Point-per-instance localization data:
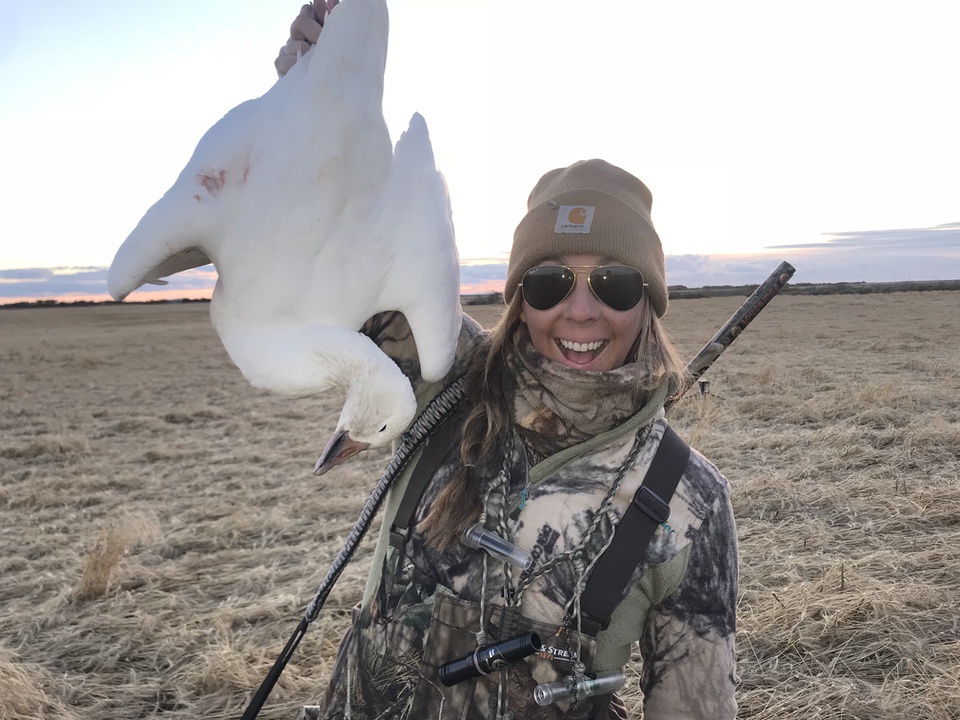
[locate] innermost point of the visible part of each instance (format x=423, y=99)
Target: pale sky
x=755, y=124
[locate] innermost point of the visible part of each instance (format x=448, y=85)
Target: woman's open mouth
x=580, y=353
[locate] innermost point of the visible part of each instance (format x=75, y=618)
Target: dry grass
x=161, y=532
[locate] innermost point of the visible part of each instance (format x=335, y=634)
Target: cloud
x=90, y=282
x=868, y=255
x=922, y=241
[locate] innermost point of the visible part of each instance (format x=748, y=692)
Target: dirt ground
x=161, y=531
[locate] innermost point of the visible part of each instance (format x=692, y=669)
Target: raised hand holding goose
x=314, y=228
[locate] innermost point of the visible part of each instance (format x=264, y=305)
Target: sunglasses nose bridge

▸ **Task statement**: Starting with the line that contains "Target: dirt ground", print every line through the end of the entries above exactly as written, both boundary lines included, and nothing else.

▸ **Exercise solution**:
Target: dirt ground
x=161, y=531
[locate] innermost point of the visible part of each instance (format x=692, y=669)
Target: raised hand holding goose
x=314, y=228
[locate] innermost point of the visible part of each instance (format x=264, y=305)
Target: sunglasses nose bridge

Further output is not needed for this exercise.